EXCERPTED PASSAGE
____________
To be fair this is a small gripe considering the last time Villa were in England’s top tier they were relying on deliveries from the likes of Aly Cissokho, but it’s a gripe nonetheless.

The Pride put in 34 crosses against the Cherries and got little in return. Not all the crosses were necessarily poor, but most were delivered with only Wesley in the box, making them easy to defend for the Bournemouth backline.

Aston Villa could do worse than encouraging the other winger to get into the danger zone – Albert Adomah scored a chunk of his goals in 2017/18 from making a run to the back post. In short, more men in the box means more chances, something we can all get behind.

Set Pieces Under-Utilised

Aston Villa struggled to garner any kind of danger with their ten corners, failing too to trouble Aaron Ramsdale’s goal from numerous free kicks.

A prime example being El Ghazi wildly powering a free-kick over from close range, this from the same distance that Hourihane scored against Blackburn last season. Even the dead balls from further out weren’t effective – a shame considering the aerial prowess of Tyrone Mings, Bjorn Engels and Wesley.
____________
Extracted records
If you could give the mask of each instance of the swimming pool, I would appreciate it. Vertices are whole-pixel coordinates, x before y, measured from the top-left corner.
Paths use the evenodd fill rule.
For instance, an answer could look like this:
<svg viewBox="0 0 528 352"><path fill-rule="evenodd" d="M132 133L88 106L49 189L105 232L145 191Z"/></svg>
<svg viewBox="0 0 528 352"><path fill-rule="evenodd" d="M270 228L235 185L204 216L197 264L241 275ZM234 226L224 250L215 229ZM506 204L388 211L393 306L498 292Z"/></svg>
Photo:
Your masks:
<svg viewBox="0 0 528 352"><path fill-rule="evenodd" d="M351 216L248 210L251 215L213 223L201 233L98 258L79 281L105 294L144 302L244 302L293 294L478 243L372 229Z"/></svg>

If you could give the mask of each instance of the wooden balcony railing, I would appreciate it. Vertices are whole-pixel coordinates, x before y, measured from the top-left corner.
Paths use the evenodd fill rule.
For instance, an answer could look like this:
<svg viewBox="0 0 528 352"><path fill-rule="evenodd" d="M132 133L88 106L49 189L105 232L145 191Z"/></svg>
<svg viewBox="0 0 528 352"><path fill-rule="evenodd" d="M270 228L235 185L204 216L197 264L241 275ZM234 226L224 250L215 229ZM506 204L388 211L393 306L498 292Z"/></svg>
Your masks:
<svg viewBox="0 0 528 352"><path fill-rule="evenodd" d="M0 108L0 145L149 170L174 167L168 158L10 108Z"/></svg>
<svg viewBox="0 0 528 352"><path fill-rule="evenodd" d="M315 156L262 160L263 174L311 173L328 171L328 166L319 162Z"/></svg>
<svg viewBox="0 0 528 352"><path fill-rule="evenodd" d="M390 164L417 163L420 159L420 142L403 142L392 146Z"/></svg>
____________
DIRECTIONS
1: Decide whether each statement below agrees with the match analysis. Answer yes or no for each, and quote the words from the match analysis that settle it.
(a) Villa put in 34 crosses against Bournemouth.
(b) Villa had twelve corners in the match.
(c) Hourihane scored against Blackburn from the same distance as El Ghazi's free kick.
2: According to the match analysis, which three players have the aerial prowess that made the ineffective dead balls a shame?
3: Carry the match analysis forward from its last sentence.

THE RESULTS
1:
(a) Yes: "The Pride put in 34 crosses against the Cherries and got little in return."
(b) No: "Aston Villa struggled to garner any kind of danger with their ten corners"
(c) Yes: "this from the same distance that Hourihane scored against Blackburn last season"

2: Tyrone Mings, Bjorn Engels and Wesley.

3:
Smith would also do well to designate someone to take charge of dead-ball situations when Hourihane isn’t there, this is something which would allow players to become familiar with that player’s style of delivery.

Grealish’s Gears Starting to Turn

Our number 10 is still finding his feet back in the Premier League, but Grealish’s second-half performance was much like his Championship outings of last.

The Solihull born midfielder looked hungry, giving Ramsdale a scare at one point after darting into a pocket of space before unleashing a shot which flew wide of the post.

Over the next few weeks I’d wager that you’ll see Grealish go up a few gears and display his ability to a Premier League audience who, however absurdly, aren’t all convinced of his talent yet.